TCOM CONVERSATIONS

By: Barbara Ann Dunn, ACSW, LCSW, Director, Program Innovation and Outcomes, Magellan Healthcare

The Child and Adolescent Needs and Strengths (CANS) is a multi-purpose tool developed for children’s services to support decision making, including level of care and service planning, to facilitate quality improvement initiatives, and to allow for the monitoring of outcomes of services. I am often asked “How does managed care use the CANS?” Those of you who ascribe to Transformational Collaborative Outcomes Management (TCOM) likely recognize that managed care plays an increasing role in using clinical decision support tools and value-based programs The CANS offers a common language to look at resource needs and make the balancing of resources more transparent.

John Lyons frames the use of the CANS as part of “Five Key Decisions:” access, engagement, appropriateness, effectiveness and transitions. This framework on CANS use may be helpful for understanding how managed care uses decision support tools, and the CANS in particular, as the CANS has bonus options beyond the usual clinical decision support tools. With this and upcoming blog posts, I’ll discuss each of the five key decisions. This first post on the Access dimension of the Five Key Decisions will not only demystify managed care, but also help you to advocate for the transformational system that youth and families need.

Access

Access refers to screening for a target population, such as using CANS algorithms for matching needs to services. This identifies youth who will benefit from a certain level of care or service, as well as those who will not. We know from early research that youth with lower needs than the level of care is designed to address, such as residential, will have poorer outcomes.[1]

When it comes to using the CANS as an eligibility tool for 1915 Medicaid waiver eligibility or services, there are apprehensions. Do service gatekeepers using the CANS over-report needs? With 11 other wraparound programs, Magellan Healthcare joined the national analysis led by the University of Washington that addressed this question. Systems using the CANS for eligibility did report more needs than systems not using it for eligibility. However, an independent care manager audit found under-reported needs when compared to the needs identified in the standardized Independent Behavioral Health Assessment tool. In other words, the gatekeepers were not found to be over-reporting needs nor focusing on meeting the eligibility algorithms, but on assessing the youth and family needs and strengths. This is the right thing to do.

# [Natural language descriptions of regions]
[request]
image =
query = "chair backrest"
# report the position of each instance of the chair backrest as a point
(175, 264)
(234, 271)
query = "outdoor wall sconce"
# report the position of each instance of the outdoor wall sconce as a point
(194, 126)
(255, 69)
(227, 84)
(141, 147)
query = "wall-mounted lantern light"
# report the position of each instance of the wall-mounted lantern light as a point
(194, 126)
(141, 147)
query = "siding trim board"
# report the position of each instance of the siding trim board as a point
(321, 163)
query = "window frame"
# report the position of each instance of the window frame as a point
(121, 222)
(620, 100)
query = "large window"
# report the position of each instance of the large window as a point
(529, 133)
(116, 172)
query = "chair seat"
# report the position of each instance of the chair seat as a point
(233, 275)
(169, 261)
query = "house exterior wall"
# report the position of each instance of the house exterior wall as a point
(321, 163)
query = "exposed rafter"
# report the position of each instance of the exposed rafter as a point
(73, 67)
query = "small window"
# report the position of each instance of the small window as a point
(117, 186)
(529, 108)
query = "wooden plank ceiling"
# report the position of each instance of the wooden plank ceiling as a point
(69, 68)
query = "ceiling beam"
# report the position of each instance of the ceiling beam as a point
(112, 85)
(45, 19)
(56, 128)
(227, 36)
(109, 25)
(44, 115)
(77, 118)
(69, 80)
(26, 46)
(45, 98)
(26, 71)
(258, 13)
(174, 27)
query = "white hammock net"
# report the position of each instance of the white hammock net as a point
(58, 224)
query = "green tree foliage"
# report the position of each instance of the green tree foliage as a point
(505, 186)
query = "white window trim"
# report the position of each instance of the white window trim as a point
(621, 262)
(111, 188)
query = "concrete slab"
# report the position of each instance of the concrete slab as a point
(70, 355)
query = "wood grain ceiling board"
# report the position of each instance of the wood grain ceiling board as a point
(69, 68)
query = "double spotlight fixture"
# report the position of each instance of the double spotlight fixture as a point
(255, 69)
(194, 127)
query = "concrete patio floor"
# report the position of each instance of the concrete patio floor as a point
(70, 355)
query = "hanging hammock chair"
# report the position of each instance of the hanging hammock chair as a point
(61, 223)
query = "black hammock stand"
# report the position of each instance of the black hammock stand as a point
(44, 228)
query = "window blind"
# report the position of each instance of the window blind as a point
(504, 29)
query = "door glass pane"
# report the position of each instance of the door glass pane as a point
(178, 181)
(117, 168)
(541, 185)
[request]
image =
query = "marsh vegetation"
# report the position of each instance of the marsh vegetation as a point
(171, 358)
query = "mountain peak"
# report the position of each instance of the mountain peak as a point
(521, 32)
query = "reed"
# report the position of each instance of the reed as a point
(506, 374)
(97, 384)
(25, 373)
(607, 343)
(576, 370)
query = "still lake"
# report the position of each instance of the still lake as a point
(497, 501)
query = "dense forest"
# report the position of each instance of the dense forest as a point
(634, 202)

# [Problem details]
In the CANS article, condense the paragraph beginning "When it comes to using the CANS as an eligibility tool" into a shorter paragraph that keeps its main findings.

# [Response area]
Using the CANS to determine eligibility for 1915 Medicaid waiver services raises concern that gatekeepers might over-report needs. Magellan Healthcare and 11 other wraparound programs took part in a national analysis, led by the University of Washington, that examined this concern. Systems that used the CANS for eligibility reported more needs than systems that did not. However, an independent care manager audit compared those reports with the standardized Independent Behavioral Health Assessment tool and found that needs were under-reported. The gatekeepers were therefore not over-reporting or aiming at the eligibility algorithms. They were assessing youth and family needs and strengths, which is the right approach.